Aim =>
Print the entries verbatim, leaving out the images they contain.

++++ Entries provided ++++

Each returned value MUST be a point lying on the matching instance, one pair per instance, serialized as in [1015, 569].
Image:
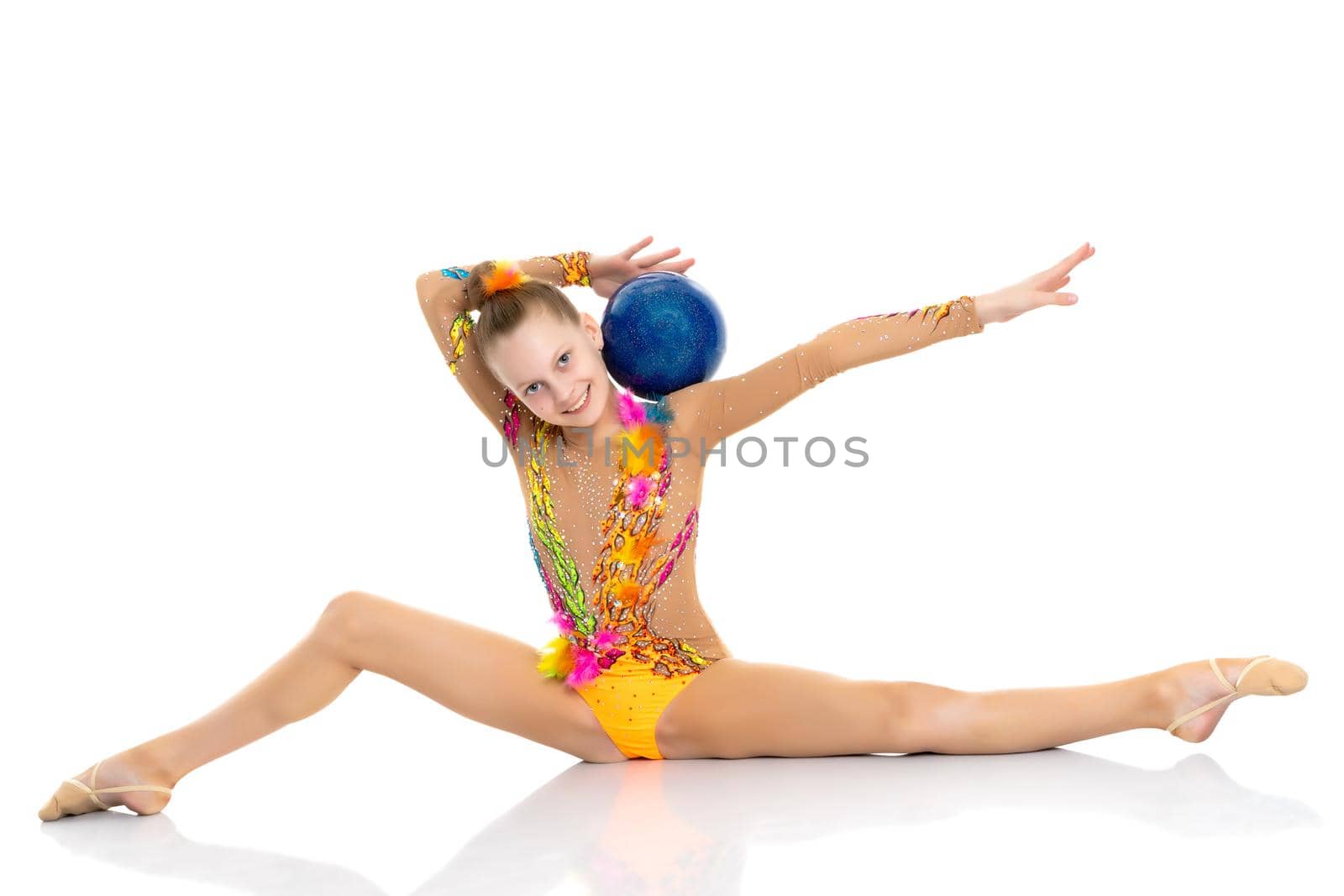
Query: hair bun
[506, 275]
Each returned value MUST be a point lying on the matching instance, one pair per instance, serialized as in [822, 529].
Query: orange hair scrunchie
[507, 275]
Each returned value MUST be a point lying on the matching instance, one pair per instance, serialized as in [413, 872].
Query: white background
[222, 407]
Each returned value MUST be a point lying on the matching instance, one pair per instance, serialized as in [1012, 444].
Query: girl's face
[554, 365]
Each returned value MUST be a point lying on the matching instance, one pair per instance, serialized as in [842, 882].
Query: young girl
[612, 488]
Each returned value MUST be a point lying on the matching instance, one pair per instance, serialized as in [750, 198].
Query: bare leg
[738, 708]
[477, 673]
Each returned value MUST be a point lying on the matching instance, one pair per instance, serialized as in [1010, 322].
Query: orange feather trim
[507, 275]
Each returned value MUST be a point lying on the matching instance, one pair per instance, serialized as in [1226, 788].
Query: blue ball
[662, 332]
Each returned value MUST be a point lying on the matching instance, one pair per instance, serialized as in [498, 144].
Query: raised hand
[606, 273]
[1035, 291]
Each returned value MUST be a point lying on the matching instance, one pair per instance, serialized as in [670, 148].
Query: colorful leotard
[613, 537]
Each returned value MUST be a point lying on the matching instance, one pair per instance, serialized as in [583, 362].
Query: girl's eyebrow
[564, 347]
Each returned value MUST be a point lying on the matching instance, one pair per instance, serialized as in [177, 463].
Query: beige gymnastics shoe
[1263, 676]
[76, 799]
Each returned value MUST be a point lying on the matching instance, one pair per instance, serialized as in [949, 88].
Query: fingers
[1073, 258]
[676, 268]
[654, 259]
[1057, 298]
[629, 253]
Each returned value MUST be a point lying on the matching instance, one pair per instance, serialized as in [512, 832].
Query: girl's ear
[591, 327]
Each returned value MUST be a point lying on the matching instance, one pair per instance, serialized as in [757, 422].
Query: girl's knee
[917, 714]
[344, 617]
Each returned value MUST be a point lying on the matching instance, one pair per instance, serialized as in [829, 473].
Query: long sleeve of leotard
[443, 298]
[721, 407]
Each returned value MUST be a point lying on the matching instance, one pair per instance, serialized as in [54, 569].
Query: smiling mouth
[582, 401]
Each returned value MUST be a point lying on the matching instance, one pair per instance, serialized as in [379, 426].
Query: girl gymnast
[612, 488]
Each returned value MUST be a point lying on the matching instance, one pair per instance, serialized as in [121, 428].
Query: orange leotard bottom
[628, 700]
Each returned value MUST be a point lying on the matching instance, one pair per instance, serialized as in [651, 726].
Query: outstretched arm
[721, 407]
[443, 297]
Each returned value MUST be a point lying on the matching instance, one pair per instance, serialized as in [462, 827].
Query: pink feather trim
[585, 668]
[631, 410]
[638, 490]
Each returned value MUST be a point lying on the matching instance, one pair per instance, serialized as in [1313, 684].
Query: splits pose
[612, 490]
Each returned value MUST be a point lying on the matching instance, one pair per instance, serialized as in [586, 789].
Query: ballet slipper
[76, 799]
[1263, 676]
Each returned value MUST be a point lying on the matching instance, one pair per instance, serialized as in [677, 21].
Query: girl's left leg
[738, 708]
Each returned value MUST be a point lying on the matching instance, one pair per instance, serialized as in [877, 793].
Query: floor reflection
[685, 825]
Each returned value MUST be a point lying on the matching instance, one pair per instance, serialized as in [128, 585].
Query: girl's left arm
[718, 409]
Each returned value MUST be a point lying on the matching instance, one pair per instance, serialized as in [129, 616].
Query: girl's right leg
[477, 673]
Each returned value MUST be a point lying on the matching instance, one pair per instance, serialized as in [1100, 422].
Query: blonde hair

++++

Correct answer =>
Each returned value MUST be a point lying on the matching instance, one pair per instance, serialized as in [1015, 569].
Image:
Query: hair bun
[506, 275]
Each returned value MUST be a point lying on the matching instance, one pair per instance, serialized as in [822, 529].
Query: orange hair scrunchie
[507, 275]
Each returned value MUST be a point lying on the matching instance, one pair per instance, serialized as in [413, 872].
Query: white background
[222, 407]
Each returned value MUST be a point lying on the matching instance, one pair per instance, serialized as in [1012, 444].
Query: girl's face
[554, 365]
Each returned value MUST be a point lying on the matching instance, one pair per instance, serialized as in [842, 882].
Query: young girl
[612, 488]
Each returned value MUST be a point lying on the matching instance, one pair per instance, serialized as in [750, 198].
Query: bare leg
[738, 708]
[477, 673]
Each returned value MUST be a point lying on the matching instance, one pair per instance, serialized as in [1010, 322].
Query: orange feather trim
[507, 275]
Each returned value MUST be a point lying on the matching instance, one pair per instance, serialized as in [1226, 788].
Query: blue ball
[662, 332]
Each returned value MUST be a point lying on the matching instance, one pair per instance, serialized as in [498, 144].
Query: raised hand
[606, 273]
[1035, 291]
Each returned value MUST be a point lying on the matching instance, one pair per instance, serialized as in [670, 148].
Query: colorful leotard
[613, 537]
Each returned value MUST be a point lying on the matching instance, one pair per instance, serialized as in [583, 362].
Query: girl's eyebrow
[564, 347]
Each returned value MUST be a point lying on the matching instance, one pair per instance, serialized as in [177, 463].
Query: beige gymnastics shoe
[1263, 676]
[76, 799]
Each returned value MUST be a point lying on the matching instance, one pair per instance, serialized as in [949, 88].
Query: fingers
[1073, 258]
[676, 268]
[654, 259]
[1057, 298]
[629, 253]
Each returned value MUST be a point lying on the matching instance, one pair per instance, serialized as in [512, 832].
Query: girl's ear
[591, 327]
Each returned value MUST be a point lying on the matching instance, one pair per instance, serialized as in [757, 422].
Query: girl's knee
[917, 714]
[344, 617]
Each returned value MUST be a point lying on the matching instance, one pair per instance, serialized as in [829, 473].
Query: long sleeve of leotard
[443, 298]
[721, 407]
Each returned value MUST be a point lying on the matching instance, one pair per instance, serialized as in [54, 569].
Query: smiling mouth
[582, 401]
Each returned value MUST be a point lying on the matching instance, one pair per instance, serialized as in [379, 426].
Query: girl gymnast
[612, 488]
Each returned value MUST be a point lying on the matching instance, one pair per instance, serialized as in [121, 428].
Query: orange leotard bottom
[628, 700]
Each returned value MUST be a point lying on the matching instance, one pair per instance, serialized as in [651, 726].
Query: outstretched arm
[721, 407]
[443, 297]
Each returned value MUST be a point lying on the matching instance, one pair per instance, serialized as in [462, 827].
Query: pink feather trim
[585, 668]
[631, 410]
[638, 490]
Each returned value MUST be a point lying on the matching instance, one pair per instance, serialized as in [1313, 684].
Query: splits pose
[612, 490]
Each returned value MUST be a point lying on the matching instance, one pair per instance, serialized as in [586, 789].
Query: ballet slipper
[76, 799]
[1263, 676]
Each returned value MUST be a point lying on the matching instance, one pair per instance, serialized as in [677, 21].
Query: girl's left leg
[738, 708]
Each returned value MUST be a point lying on the matching instance, one pair per instance, serialized as in [877, 793].
Query: floor reflection
[685, 825]
Each returned value MUST be a point lying on the matching instance, one pair per instance, serialized as in [128, 585].
Query: girl's left arm
[718, 409]
Each returned value MUST be a point lying on the matching instance, one pair per instance, serialized as in [129, 616].
Query: girl's right leg
[477, 673]
Each returned value MUST be a point lying on the matching instance, one pair per instance, serialized as in [1100, 422].
Query: blonde hair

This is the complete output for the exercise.